[Dataset items]
━━━━━━━━━━

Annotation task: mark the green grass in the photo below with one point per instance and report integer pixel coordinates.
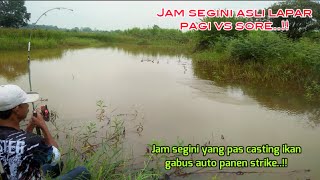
(264, 59)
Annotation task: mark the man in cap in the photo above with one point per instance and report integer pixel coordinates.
(22, 153)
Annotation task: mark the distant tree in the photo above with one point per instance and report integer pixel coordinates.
(86, 29)
(298, 26)
(75, 29)
(13, 13)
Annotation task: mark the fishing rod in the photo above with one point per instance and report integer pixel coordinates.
(44, 109)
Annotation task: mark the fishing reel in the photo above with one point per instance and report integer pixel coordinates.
(44, 112)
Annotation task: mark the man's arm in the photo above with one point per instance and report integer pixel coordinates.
(39, 122)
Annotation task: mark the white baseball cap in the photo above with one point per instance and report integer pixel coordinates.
(12, 96)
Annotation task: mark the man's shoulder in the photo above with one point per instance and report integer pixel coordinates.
(11, 134)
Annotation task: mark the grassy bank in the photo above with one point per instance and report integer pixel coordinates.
(267, 59)
(17, 39)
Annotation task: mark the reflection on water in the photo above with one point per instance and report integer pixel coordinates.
(15, 63)
(178, 98)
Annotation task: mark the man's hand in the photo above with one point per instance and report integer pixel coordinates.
(39, 121)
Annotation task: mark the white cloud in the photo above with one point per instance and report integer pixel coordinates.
(112, 15)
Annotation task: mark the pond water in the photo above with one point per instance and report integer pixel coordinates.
(175, 99)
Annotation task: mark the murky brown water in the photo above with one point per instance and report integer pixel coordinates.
(176, 98)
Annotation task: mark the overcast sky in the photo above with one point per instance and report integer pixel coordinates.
(113, 15)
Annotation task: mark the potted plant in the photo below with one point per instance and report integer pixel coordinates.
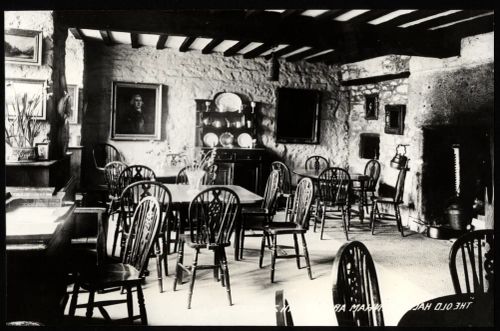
(22, 126)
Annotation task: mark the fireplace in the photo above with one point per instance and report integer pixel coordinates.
(438, 170)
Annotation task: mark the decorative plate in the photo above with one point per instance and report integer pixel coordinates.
(210, 139)
(226, 139)
(245, 140)
(228, 102)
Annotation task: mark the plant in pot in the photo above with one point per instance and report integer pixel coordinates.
(22, 126)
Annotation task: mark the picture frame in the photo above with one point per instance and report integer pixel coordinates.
(18, 86)
(73, 91)
(371, 106)
(23, 46)
(394, 119)
(136, 111)
(42, 151)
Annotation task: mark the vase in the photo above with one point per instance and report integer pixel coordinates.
(194, 178)
(23, 154)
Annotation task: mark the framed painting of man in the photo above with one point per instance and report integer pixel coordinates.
(23, 46)
(136, 111)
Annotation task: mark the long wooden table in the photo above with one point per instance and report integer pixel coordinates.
(37, 246)
(183, 194)
(355, 177)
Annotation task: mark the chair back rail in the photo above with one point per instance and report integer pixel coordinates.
(372, 169)
(112, 172)
(286, 176)
(334, 186)
(355, 285)
(104, 153)
(212, 215)
(316, 162)
(302, 203)
(144, 229)
(135, 173)
(271, 191)
(471, 262)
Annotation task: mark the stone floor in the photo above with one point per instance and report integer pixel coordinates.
(410, 270)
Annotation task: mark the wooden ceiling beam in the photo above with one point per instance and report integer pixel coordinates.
(186, 43)
(258, 51)
(162, 40)
(211, 45)
(233, 50)
(134, 40)
(265, 28)
(448, 19)
(77, 33)
(106, 37)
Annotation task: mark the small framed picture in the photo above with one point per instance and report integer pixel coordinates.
(42, 151)
(73, 92)
(23, 46)
(371, 106)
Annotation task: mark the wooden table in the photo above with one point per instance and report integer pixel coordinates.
(37, 249)
(456, 310)
(183, 194)
(355, 177)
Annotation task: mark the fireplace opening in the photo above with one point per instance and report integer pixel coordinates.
(369, 146)
(438, 171)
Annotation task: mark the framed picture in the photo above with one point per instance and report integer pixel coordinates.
(23, 46)
(42, 151)
(136, 111)
(371, 106)
(16, 88)
(73, 92)
(394, 119)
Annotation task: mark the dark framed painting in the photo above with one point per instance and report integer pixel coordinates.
(16, 88)
(298, 116)
(136, 111)
(73, 92)
(23, 46)
(371, 106)
(395, 119)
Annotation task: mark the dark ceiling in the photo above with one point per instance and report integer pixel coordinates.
(331, 36)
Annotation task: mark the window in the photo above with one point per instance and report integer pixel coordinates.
(369, 146)
(394, 119)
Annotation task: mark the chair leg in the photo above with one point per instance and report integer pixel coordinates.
(159, 271)
(274, 254)
(372, 216)
(262, 245)
(193, 277)
(90, 304)
(297, 253)
(74, 298)
(130, 307)
(398, 219)
(142, 306)
(178, 269)
(306, 255)
(323, 216)
(225, 270)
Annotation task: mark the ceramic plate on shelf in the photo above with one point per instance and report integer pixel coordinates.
(226, 139)
(228, 102)
(210, 139)
(245, 140)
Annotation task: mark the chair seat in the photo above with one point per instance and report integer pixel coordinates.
(114, 274)
(187, 239)
(255, 211)
(284, 228)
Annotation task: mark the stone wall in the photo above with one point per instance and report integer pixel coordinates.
(451, 91)
(191, 75)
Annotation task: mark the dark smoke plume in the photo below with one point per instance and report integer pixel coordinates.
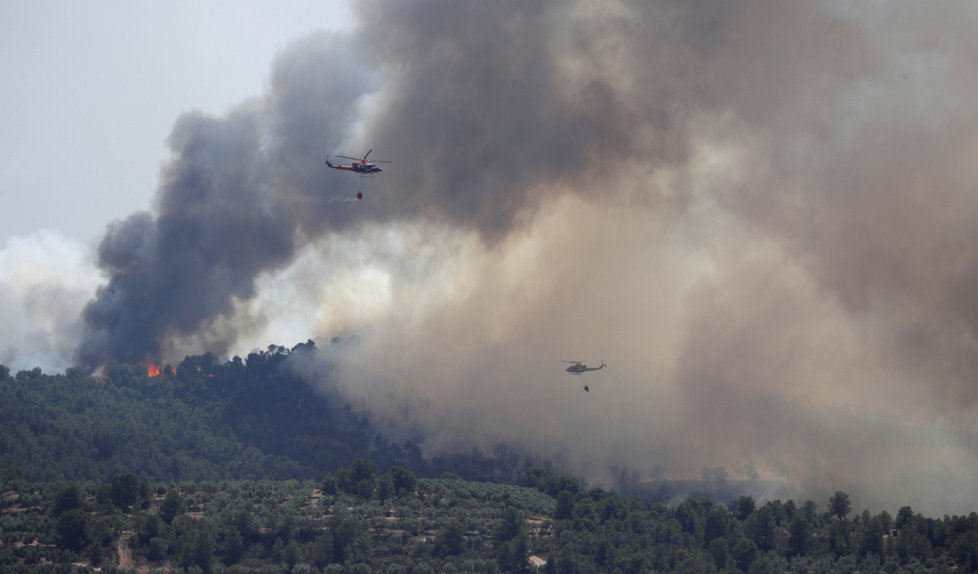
(761, 215)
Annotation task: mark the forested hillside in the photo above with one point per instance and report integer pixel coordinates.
(241, 466)
(199, 420)
(361, 520)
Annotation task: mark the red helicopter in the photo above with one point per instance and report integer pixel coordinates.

━━━━━━━━━━

WHAT YOU SHOULD DO:
Give again, unchanged, only the lines from the line containing "Annotation task: mark the wooden table" to the last line of the records above. Pictures do not belong in the copy.

WRITTEN ANSWER:
Annotation task: mark the wooden table in the photo above with one point per instance and report integer pixel coordinates.
(37, 249)
(456, 310)
(183, 194)
(355, 177)
Annotation task: mark the fireplace opening in the photo above with one point per instance and report integer pixel coordinates.
(369, 146)
(438, 171)
Annotation task: mark the framed picture in the photo above with one point per instance and report integer pixel coordinates.
(23, 46)
(42, 151)
(136, 111)
(371, 106)
(16, 88)
(73, 92)
(394, 119)
Annotation task: mark the dark framed painting in the photo above with one point per instance and report integer pixel coordinates.
(16, 88)
(298, 116)
(136, 111)
(73, 92)
(23, 46)
(371, 106)
(395, 119)
Annotation task: mark the dark ceiling in the photo above with one point per instance and report integer pixel coordinates.
(331, 36)
Annotation task: mark the window in the photo above with one point per instance and report integer pixel coordinates.
(369, 146)
(394, 119)
Annotation task: mark the chair leg in the photo above with one point per instance and report integer pixel coordinates.
(159, 271)
(274, 254)
(372, 216)
(262, 245)
(193, 277)
(90, 304)
(297, 253)
(74, 298)
(130, 307)
(398, 219)
(142, 306)
(178, 269)
(306, 255)
(323, 216)
(225, 270)
Annotation task: mark the ceramic plate on shelf in the photo above with one point per instance and report integer pixel coordinates.
(226, 139)
(228, 102)
(210, 139)
(245, 140)
Annotation task: mark the chair seat in the photo above with one point per instance and report integer pixel coordinates.
(114, 274)
(187, 239)
(255, 211)
(284, 228)
Annotation task: mark the stone wall in the photo above with one point per instance and report integer pixel coordinates.
(451, 91)
(191, 75)
Annotation task: mark the dark smoke plume in the photo below with one point per instance and report integer pixel coordinates.
(761, 215)
Annotation task: mark the forested hillside in the photo above with one point per instance and report integer pixel coordinates.
(241, 466)
(199, 420)
(361, 520)
Annotation task: mark the red helicopter in the photo above with one point per instance and report integer pixel coordinates.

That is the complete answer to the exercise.